▶ [EXERCISE OBJECTIVE] Copy the entries below word for word, without changing anything.

[Dataset entries on where objects are located]
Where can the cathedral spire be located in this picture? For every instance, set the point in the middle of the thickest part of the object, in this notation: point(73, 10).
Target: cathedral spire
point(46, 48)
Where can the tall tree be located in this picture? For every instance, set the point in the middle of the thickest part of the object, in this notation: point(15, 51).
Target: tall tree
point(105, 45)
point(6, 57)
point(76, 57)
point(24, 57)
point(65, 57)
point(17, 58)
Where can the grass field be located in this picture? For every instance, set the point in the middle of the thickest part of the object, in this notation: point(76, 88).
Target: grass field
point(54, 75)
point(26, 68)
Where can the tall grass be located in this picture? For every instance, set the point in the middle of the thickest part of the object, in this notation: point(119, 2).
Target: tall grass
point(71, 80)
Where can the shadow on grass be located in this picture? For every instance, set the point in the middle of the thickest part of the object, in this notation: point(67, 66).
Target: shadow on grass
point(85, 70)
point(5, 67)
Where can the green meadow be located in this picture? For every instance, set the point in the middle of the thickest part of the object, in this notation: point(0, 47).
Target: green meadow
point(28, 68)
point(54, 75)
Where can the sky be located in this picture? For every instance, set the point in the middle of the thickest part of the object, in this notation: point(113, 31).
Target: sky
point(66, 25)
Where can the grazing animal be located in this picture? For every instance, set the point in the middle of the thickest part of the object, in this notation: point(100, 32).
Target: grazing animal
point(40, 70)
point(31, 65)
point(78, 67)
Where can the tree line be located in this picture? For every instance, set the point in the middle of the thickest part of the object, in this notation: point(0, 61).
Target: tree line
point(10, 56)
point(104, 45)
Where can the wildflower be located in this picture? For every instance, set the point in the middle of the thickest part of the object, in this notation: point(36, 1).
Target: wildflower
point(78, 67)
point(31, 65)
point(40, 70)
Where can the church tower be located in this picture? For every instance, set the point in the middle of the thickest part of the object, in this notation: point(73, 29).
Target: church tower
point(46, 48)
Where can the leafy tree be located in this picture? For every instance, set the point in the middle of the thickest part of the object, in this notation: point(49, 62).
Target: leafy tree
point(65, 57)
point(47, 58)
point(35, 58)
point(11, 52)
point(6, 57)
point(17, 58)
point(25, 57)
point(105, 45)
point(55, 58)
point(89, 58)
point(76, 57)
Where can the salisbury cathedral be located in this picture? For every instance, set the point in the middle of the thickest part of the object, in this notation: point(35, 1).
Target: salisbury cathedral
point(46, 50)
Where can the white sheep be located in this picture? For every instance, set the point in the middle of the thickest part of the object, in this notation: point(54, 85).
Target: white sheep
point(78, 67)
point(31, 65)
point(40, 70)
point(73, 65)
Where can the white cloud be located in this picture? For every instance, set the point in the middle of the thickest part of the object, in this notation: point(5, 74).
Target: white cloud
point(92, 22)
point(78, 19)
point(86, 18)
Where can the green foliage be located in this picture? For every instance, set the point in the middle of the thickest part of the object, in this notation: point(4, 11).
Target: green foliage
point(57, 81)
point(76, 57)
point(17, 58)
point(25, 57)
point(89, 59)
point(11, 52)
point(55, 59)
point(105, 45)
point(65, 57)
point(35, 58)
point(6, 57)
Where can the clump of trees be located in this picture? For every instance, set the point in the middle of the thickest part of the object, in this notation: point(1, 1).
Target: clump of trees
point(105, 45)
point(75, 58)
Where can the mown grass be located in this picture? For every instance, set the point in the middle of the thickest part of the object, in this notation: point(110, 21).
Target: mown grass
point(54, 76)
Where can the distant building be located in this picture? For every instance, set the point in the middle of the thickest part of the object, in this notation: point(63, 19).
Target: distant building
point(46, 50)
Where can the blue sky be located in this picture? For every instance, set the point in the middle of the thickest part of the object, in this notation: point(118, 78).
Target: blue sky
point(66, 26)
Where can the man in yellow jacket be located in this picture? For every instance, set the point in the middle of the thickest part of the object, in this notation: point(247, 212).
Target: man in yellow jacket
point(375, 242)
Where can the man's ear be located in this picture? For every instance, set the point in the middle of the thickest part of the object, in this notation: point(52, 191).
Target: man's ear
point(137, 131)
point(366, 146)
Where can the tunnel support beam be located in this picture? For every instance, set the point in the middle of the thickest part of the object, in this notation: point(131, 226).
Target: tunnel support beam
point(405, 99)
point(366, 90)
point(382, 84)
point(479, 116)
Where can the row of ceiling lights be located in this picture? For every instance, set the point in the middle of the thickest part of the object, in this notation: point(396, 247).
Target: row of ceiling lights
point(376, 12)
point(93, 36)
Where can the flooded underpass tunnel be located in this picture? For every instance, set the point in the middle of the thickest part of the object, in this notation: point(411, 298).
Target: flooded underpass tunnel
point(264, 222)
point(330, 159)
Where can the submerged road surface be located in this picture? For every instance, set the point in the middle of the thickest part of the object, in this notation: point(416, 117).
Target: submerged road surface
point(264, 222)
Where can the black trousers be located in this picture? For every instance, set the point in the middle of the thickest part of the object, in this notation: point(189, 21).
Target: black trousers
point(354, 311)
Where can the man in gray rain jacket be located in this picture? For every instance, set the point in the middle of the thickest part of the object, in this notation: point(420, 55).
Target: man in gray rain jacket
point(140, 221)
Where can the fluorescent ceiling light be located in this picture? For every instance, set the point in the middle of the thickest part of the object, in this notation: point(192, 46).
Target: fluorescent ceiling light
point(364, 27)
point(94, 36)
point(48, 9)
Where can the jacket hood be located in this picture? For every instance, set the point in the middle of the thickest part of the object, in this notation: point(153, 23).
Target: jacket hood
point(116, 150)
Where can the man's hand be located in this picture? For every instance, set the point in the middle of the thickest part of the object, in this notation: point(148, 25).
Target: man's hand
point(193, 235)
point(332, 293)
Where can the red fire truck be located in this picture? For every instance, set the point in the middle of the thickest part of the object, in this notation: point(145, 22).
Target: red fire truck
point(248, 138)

▶ [TASK OUTPUT]
Where can the cathedral spire be located in this picture? For every instance, set the point in the middle of the thickest part of the object, in this notation: point(73, 10).
Target: cathedral spire
point(46, 48)
Where can the tall tree be located in this picture? For every instance, set the point in the middle of the thickest part of the object, in this notation: point(15, 51).
Target: tall tree
point(105, 45)
point(6, 57)
point(76, 57)
point(24, 57)
point(65, 57)
point(17, 58)
Where can the grass field be located in this picture? For every instance, set the point in the middle of the thickest part of the object, in this notation: point(76, 88).
Target: grass field
point(54, 75)
point(26, 68)
Where can the tall grass be located in this picture? For every instance, set the point in the middle of the thickest part of the object, in this notation: point(119, 2).
Target: tall grass
point(71, 80)
Where can the shadow on grass be located in this picture? For every instance, set the point in the middle of the thickest part of the object, in this notation: point(67, 66).
Target: shadow on grass
point(85, 70)
point(5, 67)
Where can the green meadow be located in this picture? For every instance, set the point in the middle of the thickest part of the object, in this notation: point(0, 47).
Target: green meadow
point(28, 68)
point(54, 75)
Where can the sky be located in this picture? For every instance, set the point in the middle of the thickest part of the object, in this notation: point(113, 31).
Target: sky
point(66, 25)
Where can the grazing animal be located in this picture? For every instance, set the point in the middle of the thickest part of the object, in this notation: point(100, 32).
Target: grazing animal
point(40, 70)
point(31, 65)
point(78, 67)
Where can the tree line be located in this picture? For every instance, set the point in the middle of the thickest part of the object, in this notation: point(0, 61).
Target: tree line
point(10, 56)
point(104, 45)
Where can the wildflower be located in this picture? For every instance, set the point in the middle of the thickest part of the object, in this notation: point(36, 1).
Target: wildflower
point(78, 67)
point(31, 65)
point(40, 70)
Where can the church tower be located in this picture? For every instance, set the point in the middle of the thickest part of the object, in this notation: point(73, 29).
Target: church tower
point(46, 48)
Where can the leafy tree be located in this picture? For every instance, set the point in the middle of the thickest part of the object, in this notation: point(49, 62).
Target: leafy tree
point(65, 57)
point(47, 58)
point(35, 58)
point(11, 52)
point(6, 57)
point(17, 58)
point(25, 57)
point(105, 45)
point(55, 58)
point(89, 58)
point(76, 57)
Where can the salisbury cathedral be located in this picture? For every instance, set the point in the middle of the thickest part of the object, in this notation: point(35, 1).
Target: salisbury cathedral
point(46, 50)
Where can the white sheep be located in this picture? For every instance, set the point in the middle of the thickest part of the object, in this notation: point(54, 85).
Target: white sheep
point(78, 67)
point(31, 65)
point(40, 70)
point(73, 65)
Where can the white cloud be located in this picture? For every instance, set the point in the middle of the thickest part of the object, in this notation: point(5, 74).
Target: white cloud
point(92, 22)
point(78, 19)
point(86, 18)
Where can the green foliage be located in this picture? For every instance, set the point in the middle of the thickest part of the object, in this notation: point(4, 11).
Target: green foliage
point(57, 81)
point(76, 57)
point(17, 58)
point(25, 57)
point(89, 59)
point(11, 52)
point(55, 59)
point(105, 45)
point(65, 57)
point(35, 58)
point(6, 57)
Where can the clump of trees be located in this picture? For every instance, set the point in the middle of the thickest part of the object, in this notation: point(1, 1).
Target: clump of trees
point(105, 45)
point(75, 58)
Where can the mown grass be located in this picture? For every instance, set the point in the middle of the thickest part of the object, in this notation: point(110, 21).
Target: mown grass
point(54, 76)
Where can the distant building be located in this picture? For every instance, set the point in the middle of the thickest part of the object, in this notation: point(63, 19).
Target: distant building
point(46, 50)
Where can the blue sky be located in this picture? For every instance, set the point in the middle of the thickest part of the object, in this notation: point(118, 78).
Target: blue sky
point(66, 26)
Where can the man in yellow jacket be located in this picture? For every instance, set the point in the middle of the thickest part of the object, in this notation: point(247, 212).
Target: man in yellow jacket
point(375, 242)
Where can the man's ear be located in this picture? For every instance, set the point in the middle of the thickest part of the object, in this notation: point(52, 191).
Target: man's ear
point(137, 131)
point(366, 146)
Where can the tunnel support beam be located in this picture? For every instance, set the point in the middle of the thickest part of the object, in this notation: point(131, 226).
Target: tunnel support beam
point(405, 99)
point(366, 90)
point(382, 84)
point(479, 116)
Where can the row of ceiling lights be located in this picture? For every instance, set the point in the middle of the thickest part of the object, in this notation: point(396, 247).
Target: row of ceiling lights
point(376, 12)
point(93, 36)
Where can the flooded underpass tunnel be located in this picture? For every instance, set the point in the middle of the thickest part of the object, in this notation: point(411, 298).
Target: flooded underpass tunnel
point(264, 222)
point(330, 159)
Where can the submerged road surface be located in this picture? For every instance, set the point in the middle of the thickest part of the object, in this notation: point(416, 117).
Target: submerged road surface
point(264, 222)
Where can the black trousers be located in this picture? For every instance, set the point in the middle of the thickest part of the object, in this notation: point(189, 21).
Target: black trousers
point(354, 311)
Where can the man in gray rain jacket be located in this picture? For every instance, set the point in the middle of the thickest part of the object, in this notation: point(420, 55).
Target: man in gray rain jacket
point(140, 221)
Where can the fluorescent ceiling light be located in this picture? For every instance, set the point in the middle of the thickest part of the object, in this notation: point(192, 46).
Target: fluorescent ceiling light
point(364, 27)
point(94, 36)
point(48, 9)
Where can the jacket hood be located in this picture? For every instance, set the point in the middle of the thickest part of the object, in this notation: point(153, 23).
Target: jacket hood
point(116, 150)
Where can the man's hand be located in this picture? For every instance, set the point in the middle of the thickest part of the object, in this notation: point(148, 25).
Target: man's hand
point(193, 235)
point(332, 293)
Where can the red fire truck be located in this picture? For every instance, set the point in the middle of the thickest part of the object, in this notation: point(145, 22).
Target: red fire truck
point(248, 138)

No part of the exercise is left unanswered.